• [Directive]: Reproduce word for word the lines of the rows below, from the line containing "woman's dark hair" through the final line of the rows, including both.

• [Extracted information]:
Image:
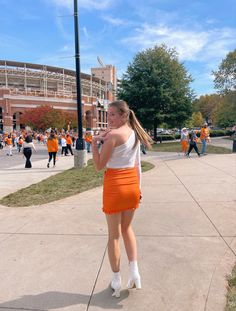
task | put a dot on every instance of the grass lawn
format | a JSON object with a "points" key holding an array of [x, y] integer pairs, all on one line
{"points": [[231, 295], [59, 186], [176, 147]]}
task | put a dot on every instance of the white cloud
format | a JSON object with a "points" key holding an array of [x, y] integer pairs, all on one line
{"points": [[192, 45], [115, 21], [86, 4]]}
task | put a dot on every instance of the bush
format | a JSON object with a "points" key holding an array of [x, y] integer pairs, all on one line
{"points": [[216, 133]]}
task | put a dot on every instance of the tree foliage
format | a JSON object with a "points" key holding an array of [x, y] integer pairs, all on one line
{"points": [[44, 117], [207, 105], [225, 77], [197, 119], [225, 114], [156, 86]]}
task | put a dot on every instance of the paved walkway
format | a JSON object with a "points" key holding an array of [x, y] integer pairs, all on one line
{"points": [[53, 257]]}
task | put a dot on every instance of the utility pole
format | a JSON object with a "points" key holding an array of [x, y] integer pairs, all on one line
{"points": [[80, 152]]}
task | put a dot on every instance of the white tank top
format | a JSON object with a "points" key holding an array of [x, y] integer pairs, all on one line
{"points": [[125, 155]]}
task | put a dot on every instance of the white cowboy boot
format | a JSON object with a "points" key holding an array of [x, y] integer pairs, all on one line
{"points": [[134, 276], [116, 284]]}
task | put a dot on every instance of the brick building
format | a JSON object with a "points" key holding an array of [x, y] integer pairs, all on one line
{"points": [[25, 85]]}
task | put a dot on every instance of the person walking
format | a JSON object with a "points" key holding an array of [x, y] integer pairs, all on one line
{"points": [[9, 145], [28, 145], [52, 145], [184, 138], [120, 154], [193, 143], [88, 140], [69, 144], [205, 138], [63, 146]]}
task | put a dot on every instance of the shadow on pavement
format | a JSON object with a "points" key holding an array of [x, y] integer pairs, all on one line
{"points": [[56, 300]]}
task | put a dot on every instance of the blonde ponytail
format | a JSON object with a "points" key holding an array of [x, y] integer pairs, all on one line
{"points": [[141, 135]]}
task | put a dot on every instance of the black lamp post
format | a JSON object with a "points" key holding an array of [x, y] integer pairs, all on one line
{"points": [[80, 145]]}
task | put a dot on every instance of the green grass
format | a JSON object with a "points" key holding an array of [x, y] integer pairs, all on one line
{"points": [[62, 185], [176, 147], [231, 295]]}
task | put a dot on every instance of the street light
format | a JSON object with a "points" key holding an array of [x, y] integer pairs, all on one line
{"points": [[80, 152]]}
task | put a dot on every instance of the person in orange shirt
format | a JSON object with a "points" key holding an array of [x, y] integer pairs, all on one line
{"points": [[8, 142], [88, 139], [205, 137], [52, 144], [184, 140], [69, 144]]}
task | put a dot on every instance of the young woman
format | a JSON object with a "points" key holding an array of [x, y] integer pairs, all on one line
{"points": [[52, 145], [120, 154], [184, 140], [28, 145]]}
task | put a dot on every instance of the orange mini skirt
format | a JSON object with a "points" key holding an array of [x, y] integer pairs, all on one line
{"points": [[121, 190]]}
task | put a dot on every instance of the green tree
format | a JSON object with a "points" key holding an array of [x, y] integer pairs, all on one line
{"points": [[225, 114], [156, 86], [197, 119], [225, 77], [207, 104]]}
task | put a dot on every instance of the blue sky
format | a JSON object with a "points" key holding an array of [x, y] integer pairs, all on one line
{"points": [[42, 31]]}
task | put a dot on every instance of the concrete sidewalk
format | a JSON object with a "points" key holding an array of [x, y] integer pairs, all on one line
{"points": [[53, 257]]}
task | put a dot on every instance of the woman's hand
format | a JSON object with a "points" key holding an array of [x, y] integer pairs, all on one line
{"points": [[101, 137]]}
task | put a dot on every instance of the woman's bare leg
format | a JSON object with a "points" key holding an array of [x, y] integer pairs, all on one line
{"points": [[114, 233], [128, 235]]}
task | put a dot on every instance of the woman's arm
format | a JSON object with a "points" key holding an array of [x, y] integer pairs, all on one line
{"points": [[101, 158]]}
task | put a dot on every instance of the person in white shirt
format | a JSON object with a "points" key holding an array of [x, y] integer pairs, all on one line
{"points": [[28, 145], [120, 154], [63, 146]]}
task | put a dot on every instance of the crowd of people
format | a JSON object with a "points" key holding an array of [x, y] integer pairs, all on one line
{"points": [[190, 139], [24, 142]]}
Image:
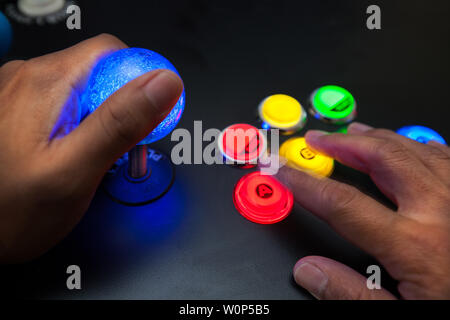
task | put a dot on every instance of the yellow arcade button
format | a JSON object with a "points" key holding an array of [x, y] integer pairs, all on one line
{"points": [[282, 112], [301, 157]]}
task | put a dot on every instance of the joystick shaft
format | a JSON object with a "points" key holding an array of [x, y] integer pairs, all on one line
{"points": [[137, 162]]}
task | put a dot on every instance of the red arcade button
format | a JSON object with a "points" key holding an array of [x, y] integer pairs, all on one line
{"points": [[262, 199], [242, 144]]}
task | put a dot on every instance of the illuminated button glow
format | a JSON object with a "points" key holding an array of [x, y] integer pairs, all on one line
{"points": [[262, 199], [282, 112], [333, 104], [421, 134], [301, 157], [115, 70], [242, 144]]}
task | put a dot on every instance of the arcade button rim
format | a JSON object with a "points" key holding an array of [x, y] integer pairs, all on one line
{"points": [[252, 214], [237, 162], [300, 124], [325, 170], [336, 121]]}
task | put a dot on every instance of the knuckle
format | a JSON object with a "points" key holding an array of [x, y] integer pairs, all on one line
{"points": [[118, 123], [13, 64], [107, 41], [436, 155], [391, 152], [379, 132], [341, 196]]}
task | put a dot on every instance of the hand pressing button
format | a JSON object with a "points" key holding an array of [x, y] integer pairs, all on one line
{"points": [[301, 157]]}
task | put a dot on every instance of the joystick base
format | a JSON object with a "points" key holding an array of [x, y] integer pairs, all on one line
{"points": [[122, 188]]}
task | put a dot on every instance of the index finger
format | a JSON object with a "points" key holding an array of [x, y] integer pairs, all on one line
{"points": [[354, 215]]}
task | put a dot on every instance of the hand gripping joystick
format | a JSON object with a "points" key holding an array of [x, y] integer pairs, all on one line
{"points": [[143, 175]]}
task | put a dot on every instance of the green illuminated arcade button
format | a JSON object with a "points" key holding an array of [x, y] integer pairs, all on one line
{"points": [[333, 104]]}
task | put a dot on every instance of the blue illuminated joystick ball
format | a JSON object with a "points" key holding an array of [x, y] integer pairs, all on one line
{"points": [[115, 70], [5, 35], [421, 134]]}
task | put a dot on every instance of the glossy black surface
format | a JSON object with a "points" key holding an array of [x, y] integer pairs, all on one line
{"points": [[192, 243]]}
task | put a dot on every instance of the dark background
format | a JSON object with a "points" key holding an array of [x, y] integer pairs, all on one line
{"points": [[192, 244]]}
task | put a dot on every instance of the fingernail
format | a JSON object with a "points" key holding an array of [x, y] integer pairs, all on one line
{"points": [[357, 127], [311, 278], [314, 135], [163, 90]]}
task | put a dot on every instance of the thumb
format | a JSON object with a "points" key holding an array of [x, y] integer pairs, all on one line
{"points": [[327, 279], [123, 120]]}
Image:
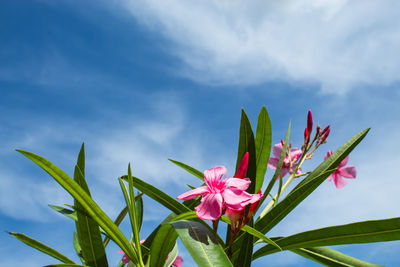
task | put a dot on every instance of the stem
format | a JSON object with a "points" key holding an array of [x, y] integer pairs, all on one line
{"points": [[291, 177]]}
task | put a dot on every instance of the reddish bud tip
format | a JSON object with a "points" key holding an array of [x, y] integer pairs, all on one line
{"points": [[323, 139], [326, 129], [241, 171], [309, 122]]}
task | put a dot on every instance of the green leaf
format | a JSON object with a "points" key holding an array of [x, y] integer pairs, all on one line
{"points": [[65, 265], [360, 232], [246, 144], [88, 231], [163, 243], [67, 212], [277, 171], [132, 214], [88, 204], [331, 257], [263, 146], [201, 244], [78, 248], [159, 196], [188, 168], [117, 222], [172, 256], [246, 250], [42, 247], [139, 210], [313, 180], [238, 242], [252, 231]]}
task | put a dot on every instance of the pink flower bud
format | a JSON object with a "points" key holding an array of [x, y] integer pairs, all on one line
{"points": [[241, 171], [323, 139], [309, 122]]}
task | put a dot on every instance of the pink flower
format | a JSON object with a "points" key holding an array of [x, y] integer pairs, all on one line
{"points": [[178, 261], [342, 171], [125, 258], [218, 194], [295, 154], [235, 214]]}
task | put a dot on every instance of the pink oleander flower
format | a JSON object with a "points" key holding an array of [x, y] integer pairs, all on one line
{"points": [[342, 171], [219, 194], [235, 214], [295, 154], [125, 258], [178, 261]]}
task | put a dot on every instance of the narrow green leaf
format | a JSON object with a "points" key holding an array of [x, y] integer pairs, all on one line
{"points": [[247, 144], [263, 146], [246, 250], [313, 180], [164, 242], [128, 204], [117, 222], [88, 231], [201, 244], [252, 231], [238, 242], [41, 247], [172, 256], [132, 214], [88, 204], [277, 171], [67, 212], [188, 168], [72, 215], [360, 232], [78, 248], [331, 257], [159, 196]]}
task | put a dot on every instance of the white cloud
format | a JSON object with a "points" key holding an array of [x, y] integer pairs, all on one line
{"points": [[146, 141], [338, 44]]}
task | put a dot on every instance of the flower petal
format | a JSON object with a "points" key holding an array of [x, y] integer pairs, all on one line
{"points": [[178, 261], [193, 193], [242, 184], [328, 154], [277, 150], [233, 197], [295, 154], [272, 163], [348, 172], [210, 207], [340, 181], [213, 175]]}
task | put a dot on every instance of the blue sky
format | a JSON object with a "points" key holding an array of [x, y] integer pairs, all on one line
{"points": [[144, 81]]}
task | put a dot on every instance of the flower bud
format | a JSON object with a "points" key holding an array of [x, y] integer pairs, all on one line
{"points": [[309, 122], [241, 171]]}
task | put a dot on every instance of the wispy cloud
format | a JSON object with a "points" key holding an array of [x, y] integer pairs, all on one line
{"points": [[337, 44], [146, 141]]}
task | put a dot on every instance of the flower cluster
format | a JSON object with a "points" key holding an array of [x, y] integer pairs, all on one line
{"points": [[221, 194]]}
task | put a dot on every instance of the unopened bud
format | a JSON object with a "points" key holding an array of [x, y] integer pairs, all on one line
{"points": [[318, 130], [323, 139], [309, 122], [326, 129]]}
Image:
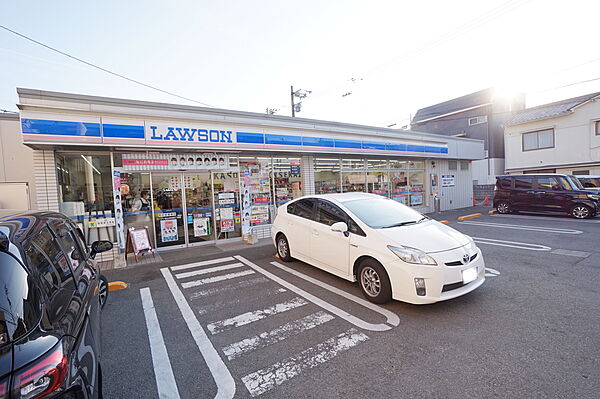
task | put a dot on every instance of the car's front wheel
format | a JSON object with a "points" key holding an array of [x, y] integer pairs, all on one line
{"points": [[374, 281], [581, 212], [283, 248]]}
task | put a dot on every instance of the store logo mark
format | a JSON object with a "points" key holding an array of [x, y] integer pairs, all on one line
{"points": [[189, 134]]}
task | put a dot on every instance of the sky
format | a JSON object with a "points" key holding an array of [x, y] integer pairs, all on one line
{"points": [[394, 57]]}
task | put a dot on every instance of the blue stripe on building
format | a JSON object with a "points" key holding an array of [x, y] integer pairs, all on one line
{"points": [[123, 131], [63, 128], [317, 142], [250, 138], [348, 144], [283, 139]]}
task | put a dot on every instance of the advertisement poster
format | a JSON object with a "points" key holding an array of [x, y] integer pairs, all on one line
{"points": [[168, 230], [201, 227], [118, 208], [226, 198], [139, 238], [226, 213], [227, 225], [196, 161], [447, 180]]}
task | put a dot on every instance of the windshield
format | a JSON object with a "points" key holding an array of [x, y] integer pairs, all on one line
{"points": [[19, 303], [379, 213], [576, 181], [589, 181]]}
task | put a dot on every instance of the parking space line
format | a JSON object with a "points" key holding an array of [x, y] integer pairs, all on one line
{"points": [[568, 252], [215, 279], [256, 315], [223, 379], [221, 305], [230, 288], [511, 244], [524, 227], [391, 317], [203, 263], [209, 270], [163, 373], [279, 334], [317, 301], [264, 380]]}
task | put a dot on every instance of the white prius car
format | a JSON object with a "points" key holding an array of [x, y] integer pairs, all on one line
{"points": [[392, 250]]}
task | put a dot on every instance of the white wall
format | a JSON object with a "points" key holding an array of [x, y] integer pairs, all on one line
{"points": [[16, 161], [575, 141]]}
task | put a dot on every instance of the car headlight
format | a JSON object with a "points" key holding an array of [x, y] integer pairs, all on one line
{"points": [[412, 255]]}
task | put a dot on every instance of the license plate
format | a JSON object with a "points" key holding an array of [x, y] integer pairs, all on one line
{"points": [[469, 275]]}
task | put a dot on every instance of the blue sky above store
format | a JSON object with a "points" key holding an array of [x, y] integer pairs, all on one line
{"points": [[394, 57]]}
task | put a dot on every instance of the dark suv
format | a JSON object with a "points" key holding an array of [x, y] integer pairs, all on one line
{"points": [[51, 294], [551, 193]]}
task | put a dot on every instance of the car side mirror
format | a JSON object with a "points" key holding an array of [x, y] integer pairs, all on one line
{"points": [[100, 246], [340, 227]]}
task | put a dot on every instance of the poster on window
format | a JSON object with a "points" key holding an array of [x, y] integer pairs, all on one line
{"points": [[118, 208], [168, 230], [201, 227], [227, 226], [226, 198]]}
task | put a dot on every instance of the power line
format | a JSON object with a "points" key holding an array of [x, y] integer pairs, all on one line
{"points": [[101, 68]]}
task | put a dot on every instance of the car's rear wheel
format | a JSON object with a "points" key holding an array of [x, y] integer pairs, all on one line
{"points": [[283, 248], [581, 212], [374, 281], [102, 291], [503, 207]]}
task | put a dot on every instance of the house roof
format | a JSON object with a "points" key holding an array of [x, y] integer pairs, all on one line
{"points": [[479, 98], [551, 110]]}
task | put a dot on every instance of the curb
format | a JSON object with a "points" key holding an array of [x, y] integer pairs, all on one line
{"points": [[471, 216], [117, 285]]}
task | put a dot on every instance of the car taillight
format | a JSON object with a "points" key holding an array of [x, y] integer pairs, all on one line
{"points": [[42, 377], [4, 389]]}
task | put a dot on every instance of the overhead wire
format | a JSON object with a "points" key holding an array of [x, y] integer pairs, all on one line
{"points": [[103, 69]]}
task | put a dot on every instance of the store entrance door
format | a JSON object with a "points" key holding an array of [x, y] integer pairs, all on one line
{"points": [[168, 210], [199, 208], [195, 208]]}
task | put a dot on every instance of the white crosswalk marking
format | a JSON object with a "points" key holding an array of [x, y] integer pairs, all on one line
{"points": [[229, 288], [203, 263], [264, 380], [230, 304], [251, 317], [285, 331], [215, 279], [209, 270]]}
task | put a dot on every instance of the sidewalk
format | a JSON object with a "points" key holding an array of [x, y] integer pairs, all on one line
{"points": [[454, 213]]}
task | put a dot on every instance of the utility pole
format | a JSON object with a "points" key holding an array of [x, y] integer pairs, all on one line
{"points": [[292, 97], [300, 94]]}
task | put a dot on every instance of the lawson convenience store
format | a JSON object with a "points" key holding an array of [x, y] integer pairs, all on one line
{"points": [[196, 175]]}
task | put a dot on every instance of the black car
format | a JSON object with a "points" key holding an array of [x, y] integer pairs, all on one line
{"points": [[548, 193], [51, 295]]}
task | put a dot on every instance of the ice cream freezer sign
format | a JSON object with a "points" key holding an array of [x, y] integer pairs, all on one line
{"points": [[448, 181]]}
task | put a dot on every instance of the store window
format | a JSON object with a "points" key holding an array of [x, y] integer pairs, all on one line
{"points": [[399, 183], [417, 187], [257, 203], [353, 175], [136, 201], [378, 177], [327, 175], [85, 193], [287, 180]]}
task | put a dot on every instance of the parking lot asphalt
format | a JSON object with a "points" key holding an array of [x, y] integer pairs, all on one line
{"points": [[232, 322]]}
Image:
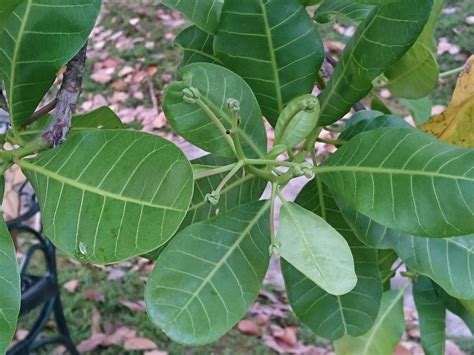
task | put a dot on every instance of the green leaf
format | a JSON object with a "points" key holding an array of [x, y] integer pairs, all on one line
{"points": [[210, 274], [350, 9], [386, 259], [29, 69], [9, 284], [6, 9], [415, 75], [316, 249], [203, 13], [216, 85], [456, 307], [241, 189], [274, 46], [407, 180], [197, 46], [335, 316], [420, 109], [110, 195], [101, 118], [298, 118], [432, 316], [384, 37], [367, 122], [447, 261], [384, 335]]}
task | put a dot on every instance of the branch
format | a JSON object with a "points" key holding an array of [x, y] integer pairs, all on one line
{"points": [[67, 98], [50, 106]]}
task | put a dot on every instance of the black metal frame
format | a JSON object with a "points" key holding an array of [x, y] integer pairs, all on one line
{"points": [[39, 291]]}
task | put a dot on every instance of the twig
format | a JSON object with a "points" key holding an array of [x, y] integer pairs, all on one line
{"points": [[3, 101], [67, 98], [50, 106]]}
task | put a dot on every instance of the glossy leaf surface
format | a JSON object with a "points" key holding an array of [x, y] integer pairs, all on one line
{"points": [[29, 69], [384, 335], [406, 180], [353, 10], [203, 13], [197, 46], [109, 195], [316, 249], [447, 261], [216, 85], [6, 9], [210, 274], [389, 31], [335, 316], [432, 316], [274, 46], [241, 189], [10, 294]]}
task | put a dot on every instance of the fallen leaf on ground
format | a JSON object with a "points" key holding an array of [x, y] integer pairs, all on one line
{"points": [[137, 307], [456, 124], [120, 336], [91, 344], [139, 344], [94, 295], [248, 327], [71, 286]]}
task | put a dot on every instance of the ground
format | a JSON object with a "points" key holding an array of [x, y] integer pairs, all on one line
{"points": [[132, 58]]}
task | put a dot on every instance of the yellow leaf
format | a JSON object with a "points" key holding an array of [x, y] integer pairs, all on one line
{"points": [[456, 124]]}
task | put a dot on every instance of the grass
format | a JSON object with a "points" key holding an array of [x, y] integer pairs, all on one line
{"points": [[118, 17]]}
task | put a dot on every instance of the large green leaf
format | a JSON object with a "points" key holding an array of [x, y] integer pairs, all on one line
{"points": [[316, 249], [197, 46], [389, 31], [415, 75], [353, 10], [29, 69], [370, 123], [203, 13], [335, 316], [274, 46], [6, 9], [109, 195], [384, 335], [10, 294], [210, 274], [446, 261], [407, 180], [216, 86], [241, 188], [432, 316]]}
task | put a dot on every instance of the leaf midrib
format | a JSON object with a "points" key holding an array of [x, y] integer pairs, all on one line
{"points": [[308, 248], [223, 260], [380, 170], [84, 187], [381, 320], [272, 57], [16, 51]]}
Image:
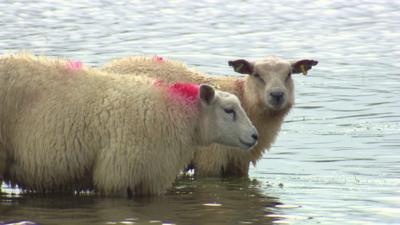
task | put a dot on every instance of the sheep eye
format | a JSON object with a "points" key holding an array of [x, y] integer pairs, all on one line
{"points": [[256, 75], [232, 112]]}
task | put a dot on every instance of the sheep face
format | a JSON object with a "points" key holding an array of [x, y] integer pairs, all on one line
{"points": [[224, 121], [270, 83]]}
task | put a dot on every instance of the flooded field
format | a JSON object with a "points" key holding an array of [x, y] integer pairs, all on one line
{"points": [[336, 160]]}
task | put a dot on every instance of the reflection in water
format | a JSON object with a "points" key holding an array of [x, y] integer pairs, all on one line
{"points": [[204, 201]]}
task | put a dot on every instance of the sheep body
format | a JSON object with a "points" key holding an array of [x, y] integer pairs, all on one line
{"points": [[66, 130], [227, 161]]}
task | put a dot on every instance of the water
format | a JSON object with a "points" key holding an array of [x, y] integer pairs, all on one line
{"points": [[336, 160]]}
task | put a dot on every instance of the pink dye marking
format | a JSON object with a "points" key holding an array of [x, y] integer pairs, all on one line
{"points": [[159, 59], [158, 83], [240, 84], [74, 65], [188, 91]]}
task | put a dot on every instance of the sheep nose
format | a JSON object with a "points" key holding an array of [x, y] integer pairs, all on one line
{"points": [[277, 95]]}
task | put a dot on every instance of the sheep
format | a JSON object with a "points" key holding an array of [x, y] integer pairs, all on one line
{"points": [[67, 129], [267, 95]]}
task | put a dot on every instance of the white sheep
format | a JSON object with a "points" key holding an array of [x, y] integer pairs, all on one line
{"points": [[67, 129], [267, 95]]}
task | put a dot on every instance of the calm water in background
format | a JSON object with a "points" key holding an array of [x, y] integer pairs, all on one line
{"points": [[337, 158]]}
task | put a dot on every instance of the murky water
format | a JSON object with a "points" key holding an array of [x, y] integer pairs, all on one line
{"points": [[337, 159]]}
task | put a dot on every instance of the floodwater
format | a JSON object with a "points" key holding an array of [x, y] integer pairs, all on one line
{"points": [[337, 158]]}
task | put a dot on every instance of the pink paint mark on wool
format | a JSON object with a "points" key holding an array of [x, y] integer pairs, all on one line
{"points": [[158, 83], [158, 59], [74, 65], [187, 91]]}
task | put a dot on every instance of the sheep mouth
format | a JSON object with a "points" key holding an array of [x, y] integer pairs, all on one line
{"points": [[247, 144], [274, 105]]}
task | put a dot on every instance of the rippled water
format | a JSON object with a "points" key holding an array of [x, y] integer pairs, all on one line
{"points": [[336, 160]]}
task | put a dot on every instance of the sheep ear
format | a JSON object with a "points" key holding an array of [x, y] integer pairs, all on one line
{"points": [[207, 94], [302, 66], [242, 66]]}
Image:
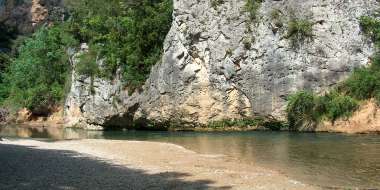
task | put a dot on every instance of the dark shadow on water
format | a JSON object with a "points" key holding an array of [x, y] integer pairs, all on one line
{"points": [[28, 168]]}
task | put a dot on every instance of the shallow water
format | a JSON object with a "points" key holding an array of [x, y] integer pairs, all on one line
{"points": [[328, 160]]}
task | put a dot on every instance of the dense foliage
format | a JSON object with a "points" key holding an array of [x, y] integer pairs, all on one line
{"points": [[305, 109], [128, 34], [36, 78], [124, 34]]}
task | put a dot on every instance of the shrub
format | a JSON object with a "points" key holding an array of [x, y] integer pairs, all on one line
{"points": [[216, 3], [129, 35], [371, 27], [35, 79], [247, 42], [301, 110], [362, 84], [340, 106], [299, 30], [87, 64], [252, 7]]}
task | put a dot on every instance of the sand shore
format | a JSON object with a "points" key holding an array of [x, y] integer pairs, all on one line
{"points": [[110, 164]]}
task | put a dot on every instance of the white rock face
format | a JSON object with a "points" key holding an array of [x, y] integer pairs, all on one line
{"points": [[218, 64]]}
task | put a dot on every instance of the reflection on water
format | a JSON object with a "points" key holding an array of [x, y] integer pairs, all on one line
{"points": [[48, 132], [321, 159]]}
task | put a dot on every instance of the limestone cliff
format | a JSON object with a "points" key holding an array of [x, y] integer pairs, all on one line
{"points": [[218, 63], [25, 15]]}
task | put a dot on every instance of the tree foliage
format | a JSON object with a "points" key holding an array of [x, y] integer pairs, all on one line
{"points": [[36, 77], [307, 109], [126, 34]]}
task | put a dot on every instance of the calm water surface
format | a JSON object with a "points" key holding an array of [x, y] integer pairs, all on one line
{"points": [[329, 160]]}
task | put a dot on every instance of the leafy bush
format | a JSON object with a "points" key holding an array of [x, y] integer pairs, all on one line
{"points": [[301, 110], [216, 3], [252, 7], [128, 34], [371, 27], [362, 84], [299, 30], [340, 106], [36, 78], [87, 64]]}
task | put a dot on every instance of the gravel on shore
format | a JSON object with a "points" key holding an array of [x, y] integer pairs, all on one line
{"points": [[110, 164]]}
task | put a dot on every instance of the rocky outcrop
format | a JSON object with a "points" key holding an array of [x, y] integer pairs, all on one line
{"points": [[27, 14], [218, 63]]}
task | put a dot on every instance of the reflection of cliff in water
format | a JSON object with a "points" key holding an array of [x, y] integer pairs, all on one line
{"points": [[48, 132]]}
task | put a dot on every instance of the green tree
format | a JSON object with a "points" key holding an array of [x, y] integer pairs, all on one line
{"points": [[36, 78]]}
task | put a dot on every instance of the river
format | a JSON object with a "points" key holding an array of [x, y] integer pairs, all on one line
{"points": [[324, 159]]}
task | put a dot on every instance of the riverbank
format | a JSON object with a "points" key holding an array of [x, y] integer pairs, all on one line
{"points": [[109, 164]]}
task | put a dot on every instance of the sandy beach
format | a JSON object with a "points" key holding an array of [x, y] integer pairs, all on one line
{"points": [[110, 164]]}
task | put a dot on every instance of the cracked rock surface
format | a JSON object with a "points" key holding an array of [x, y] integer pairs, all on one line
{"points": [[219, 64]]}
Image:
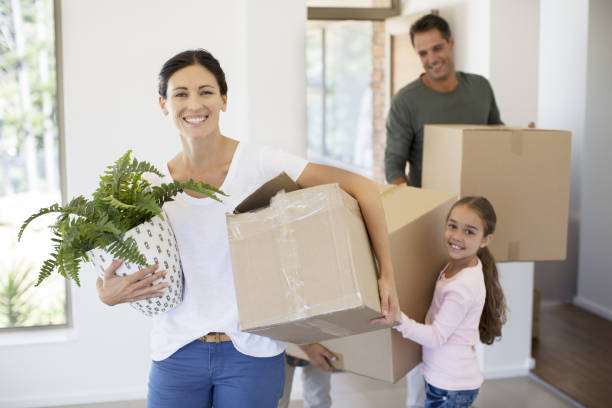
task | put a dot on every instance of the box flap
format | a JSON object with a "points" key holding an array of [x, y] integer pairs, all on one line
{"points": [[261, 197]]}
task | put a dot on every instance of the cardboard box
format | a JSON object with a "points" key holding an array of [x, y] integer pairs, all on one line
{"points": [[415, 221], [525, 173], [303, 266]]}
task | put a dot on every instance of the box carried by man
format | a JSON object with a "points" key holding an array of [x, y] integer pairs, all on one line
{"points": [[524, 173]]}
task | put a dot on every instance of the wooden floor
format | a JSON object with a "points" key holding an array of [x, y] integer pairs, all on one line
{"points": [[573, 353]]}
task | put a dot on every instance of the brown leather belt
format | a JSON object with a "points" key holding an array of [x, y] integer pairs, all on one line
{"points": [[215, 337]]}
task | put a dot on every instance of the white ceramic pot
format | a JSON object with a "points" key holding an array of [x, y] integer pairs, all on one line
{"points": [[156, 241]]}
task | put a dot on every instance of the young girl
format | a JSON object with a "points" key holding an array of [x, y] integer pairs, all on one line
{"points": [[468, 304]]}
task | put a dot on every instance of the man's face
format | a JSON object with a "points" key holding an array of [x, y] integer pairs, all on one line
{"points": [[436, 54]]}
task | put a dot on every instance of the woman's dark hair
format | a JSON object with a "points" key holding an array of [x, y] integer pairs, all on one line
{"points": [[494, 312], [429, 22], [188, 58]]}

• [Answer for this exercise]:
task | put a dot on every instance of the woman's dark hair
format | a JSON object with a "points" key holding an array of [x, y] integer pairs, all on one line
{"points": [[494, 312], [429, 22], [188, 58]]}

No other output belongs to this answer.